- SELECTION

::::::::::

A useful rule of thumb: if the thing you want to record has a duration and a place in the request's path, it's a span (or an event on a span). If it's a count or a gauge over time, it's a metric. If it's a point-in-time message, it's a log. See
../metrics/README.mdand../logging/README.mdfor the sibling disciplines.
Code Examples¶
All examples use OpenTelemetry and the same toy scenario: handle a "checkout" request, which loads a cart and charges a payment. We export to the console so you can see the spans without setting up a backend.
Python¶
# pip install opentelemetry-sdk opentelemetry-api
from opentelemetry import trace
from opentelemetry.sdk.trace import TracerProvider
from opentelemetry.sdk.trace.export import SimpleSpanProcessor, ConsoleSpanExporter
# One-time setup: where do spans go? Here, the console.
provider = TracerProvider()
provider.add_span_processor(SimpleSpanProcessor(ConsoleSpanExporter()))
trace.set_tracer_provider(provider)
tracer = trace.get_tracer("checkout") # your first tracer
def load_cart(user_id: int) -> list[str]:
with tracer.start_as_current_span("db.load_cart") as span:
span.set_attribute("user.id", user_id)
return ["book", "pen"] # pretend DB call
def charge(user_id: int, amount: int) -> None:
with tracer.start_as_current_span("payment.charge") as span:
span.set_attribute("payment.amount", amount)
span.add_event("calling payment provider")
# pretend HTTP call to Stripe here
def checkout(user_id: int) -> None:
# The ROOT span — everything below nests under it automatically.
with tracer.start_as_current_span("checkout") as span:
span.set_attribute("user.id", user_id)
items = load_cart(user_id)

::::::::::

- Excerpts of location labeling data

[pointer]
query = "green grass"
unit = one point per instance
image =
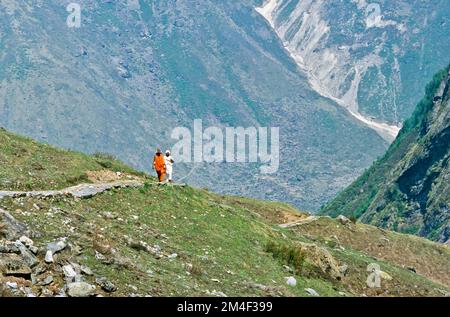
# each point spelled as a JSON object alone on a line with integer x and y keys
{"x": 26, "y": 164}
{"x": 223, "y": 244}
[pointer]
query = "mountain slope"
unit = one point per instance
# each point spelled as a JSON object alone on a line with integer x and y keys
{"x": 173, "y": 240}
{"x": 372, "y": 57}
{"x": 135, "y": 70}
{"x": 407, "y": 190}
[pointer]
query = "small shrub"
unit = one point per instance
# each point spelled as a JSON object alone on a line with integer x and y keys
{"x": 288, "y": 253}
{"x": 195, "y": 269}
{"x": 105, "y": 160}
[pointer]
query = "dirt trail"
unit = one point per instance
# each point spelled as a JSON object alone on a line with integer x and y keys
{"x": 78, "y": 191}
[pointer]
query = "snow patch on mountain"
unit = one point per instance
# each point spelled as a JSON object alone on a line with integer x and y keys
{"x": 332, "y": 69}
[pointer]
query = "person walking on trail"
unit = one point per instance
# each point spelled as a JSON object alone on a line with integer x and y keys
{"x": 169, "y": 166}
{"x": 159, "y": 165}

::::::::::

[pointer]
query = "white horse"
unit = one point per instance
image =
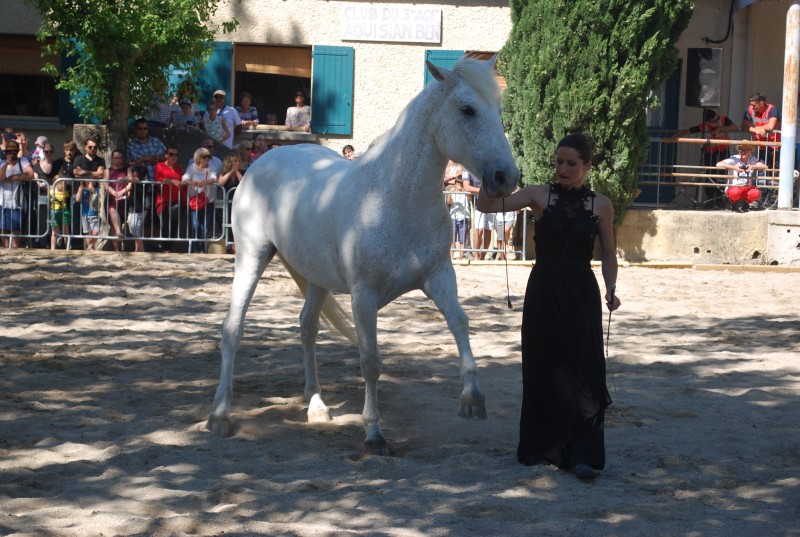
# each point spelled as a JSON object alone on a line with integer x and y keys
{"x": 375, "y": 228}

::::::::::

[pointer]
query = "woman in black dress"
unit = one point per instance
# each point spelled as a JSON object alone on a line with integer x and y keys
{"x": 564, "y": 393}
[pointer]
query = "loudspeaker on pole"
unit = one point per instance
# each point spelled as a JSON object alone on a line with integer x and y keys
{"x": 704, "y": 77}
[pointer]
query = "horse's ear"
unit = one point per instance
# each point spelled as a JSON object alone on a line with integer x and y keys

::::::::::

- WRITTEN INSTRUCTION
According to the tracing excerpt, where do the code examples export spans?

- RESULT
To the console.